-- Required action --
Pictures aside, return all of the records exactly as they stand.

-- Referring expression data --
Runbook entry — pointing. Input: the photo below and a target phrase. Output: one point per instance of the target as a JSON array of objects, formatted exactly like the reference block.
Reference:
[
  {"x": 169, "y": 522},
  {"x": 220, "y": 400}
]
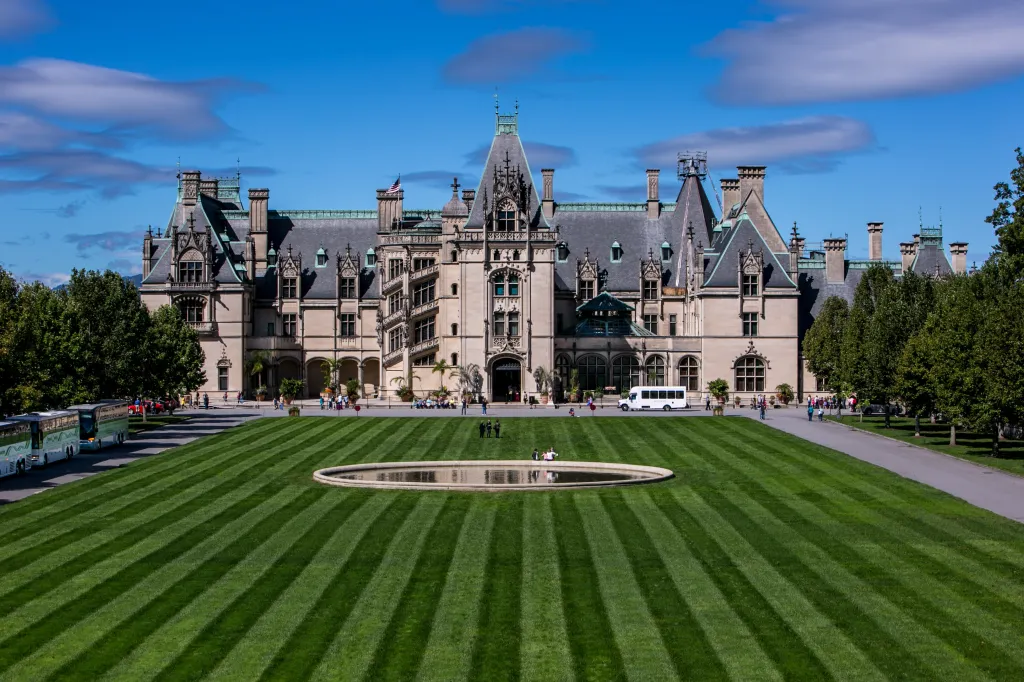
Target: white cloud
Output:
[
  {"x": 828, "y": 50},
  {"x": 809, "y": 144}
]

-- Output for this task --
Runbook entry — pointing. Input: the photo below and a target phrase. Output: one point per instance of the target as a JSON array of objects, formatted exactly like the reference block.
Reference:
[
  {"x": 169, "y": 522},
  {"x": 220, "y": 400}
]
Target: white cloud
Output:
[
  {"x": 828, "y": 50},
  {"x": 809, "y": 144}
]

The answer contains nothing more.